[Excerpts from a point labeling dataset]
● ● ●
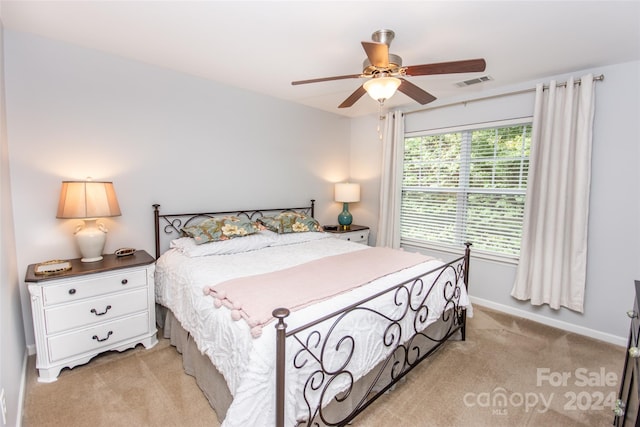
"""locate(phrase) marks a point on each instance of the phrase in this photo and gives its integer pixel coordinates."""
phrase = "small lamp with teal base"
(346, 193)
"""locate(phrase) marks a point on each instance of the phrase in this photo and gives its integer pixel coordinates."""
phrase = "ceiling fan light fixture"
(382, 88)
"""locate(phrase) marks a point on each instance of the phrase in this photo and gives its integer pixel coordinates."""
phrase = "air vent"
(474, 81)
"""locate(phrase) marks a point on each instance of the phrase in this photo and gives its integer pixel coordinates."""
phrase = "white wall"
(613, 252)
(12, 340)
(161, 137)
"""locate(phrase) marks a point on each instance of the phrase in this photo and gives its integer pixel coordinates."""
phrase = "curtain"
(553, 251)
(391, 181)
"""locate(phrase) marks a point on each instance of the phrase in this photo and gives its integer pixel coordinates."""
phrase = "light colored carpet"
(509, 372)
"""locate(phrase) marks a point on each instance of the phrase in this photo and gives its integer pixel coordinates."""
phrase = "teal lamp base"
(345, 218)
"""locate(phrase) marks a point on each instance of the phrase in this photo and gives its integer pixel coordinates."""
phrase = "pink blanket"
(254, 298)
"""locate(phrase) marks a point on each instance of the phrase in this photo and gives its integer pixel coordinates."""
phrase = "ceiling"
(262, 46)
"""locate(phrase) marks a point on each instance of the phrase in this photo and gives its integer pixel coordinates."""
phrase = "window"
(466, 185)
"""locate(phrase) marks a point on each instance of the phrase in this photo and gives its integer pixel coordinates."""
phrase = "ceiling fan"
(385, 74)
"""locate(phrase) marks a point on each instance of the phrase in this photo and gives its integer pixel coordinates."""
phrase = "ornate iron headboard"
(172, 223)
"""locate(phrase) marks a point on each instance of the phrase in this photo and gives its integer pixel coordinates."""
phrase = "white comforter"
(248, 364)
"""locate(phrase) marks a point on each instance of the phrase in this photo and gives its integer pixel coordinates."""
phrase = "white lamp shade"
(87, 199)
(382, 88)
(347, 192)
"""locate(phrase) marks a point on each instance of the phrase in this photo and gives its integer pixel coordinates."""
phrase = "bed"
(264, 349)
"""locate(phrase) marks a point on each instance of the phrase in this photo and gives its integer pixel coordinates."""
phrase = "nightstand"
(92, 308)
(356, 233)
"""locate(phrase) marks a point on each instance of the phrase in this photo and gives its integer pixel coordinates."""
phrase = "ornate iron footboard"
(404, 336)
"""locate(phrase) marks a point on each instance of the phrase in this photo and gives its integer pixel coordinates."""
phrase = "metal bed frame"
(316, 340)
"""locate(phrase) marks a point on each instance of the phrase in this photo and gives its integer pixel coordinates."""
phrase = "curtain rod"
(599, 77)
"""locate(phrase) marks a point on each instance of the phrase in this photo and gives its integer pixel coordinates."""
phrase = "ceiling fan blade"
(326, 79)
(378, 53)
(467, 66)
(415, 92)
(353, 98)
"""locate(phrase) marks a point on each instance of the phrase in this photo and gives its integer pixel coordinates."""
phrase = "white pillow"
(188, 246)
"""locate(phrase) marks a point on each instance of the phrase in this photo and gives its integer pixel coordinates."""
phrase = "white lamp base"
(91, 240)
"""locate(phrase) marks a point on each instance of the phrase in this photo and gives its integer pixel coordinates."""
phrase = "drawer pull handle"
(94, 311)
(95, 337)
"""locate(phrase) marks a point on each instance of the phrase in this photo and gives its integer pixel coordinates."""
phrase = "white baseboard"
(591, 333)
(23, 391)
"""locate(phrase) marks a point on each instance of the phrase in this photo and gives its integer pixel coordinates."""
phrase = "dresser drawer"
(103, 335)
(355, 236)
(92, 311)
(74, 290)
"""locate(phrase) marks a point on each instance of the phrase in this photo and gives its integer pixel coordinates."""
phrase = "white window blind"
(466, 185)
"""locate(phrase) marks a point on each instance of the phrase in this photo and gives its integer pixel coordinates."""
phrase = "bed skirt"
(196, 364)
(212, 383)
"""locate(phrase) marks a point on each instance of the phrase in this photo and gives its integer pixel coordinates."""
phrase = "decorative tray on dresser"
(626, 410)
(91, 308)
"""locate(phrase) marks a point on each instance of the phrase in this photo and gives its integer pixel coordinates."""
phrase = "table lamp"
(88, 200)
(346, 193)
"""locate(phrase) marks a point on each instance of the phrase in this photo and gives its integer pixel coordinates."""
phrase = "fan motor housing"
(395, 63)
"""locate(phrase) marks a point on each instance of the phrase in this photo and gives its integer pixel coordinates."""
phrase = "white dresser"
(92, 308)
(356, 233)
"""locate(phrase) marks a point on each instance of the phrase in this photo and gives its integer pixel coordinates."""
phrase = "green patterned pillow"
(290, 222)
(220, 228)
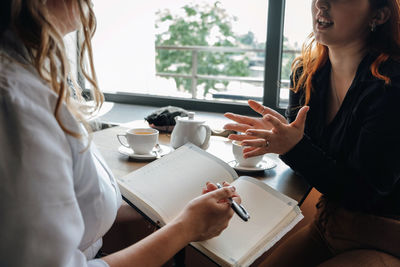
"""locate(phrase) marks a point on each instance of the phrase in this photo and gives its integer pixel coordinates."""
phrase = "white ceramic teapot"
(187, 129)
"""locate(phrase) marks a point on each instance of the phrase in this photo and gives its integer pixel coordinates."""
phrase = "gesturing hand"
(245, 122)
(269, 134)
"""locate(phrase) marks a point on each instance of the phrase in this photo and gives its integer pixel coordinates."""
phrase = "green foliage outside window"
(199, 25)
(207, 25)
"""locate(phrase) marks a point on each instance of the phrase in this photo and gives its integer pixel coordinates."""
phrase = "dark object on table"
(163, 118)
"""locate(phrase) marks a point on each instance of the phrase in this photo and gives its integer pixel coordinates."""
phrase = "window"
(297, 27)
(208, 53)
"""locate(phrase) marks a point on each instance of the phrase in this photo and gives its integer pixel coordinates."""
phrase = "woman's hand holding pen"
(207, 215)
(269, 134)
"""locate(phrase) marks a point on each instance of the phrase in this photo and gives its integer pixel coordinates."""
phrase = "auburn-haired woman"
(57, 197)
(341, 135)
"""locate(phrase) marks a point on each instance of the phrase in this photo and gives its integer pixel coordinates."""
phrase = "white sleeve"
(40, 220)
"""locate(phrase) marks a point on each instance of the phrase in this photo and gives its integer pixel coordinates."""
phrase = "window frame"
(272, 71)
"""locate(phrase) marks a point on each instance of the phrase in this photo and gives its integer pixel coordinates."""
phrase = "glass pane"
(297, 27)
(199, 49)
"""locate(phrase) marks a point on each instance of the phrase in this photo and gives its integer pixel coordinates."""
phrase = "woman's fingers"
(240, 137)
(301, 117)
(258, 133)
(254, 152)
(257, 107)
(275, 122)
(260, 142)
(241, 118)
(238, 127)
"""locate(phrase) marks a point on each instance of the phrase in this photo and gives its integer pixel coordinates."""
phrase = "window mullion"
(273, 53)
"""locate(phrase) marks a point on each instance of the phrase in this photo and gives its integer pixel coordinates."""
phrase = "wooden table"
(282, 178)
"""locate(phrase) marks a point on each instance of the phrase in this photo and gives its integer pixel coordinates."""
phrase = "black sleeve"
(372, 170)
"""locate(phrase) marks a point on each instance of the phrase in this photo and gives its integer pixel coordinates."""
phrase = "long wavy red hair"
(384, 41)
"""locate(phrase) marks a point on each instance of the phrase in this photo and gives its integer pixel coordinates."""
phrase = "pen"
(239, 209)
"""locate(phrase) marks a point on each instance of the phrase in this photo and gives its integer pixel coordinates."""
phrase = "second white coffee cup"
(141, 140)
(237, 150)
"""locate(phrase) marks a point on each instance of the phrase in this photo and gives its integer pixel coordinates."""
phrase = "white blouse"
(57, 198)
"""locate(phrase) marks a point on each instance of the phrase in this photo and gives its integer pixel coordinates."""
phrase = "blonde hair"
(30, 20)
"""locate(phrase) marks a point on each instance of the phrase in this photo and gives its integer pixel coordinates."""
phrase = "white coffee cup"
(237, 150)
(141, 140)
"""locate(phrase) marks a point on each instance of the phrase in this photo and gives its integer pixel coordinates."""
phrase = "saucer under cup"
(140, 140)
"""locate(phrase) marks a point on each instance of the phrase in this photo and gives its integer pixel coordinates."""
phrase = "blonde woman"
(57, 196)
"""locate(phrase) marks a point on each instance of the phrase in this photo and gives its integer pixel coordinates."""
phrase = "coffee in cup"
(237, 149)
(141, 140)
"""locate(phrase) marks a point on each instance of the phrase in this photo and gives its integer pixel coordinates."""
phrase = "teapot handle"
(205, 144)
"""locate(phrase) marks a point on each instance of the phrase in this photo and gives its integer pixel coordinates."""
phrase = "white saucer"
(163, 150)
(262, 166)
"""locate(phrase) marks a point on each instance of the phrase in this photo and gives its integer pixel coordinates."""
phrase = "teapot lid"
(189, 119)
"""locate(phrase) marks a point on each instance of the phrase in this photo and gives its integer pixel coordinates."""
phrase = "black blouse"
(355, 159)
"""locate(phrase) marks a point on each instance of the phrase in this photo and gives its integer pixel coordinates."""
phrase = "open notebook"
● ● ●
• Instructions to follow
Please pick out each line above that contains the word "green".

• Response
phrase = "green patterned pillow"
phrase = "green foliage outside window"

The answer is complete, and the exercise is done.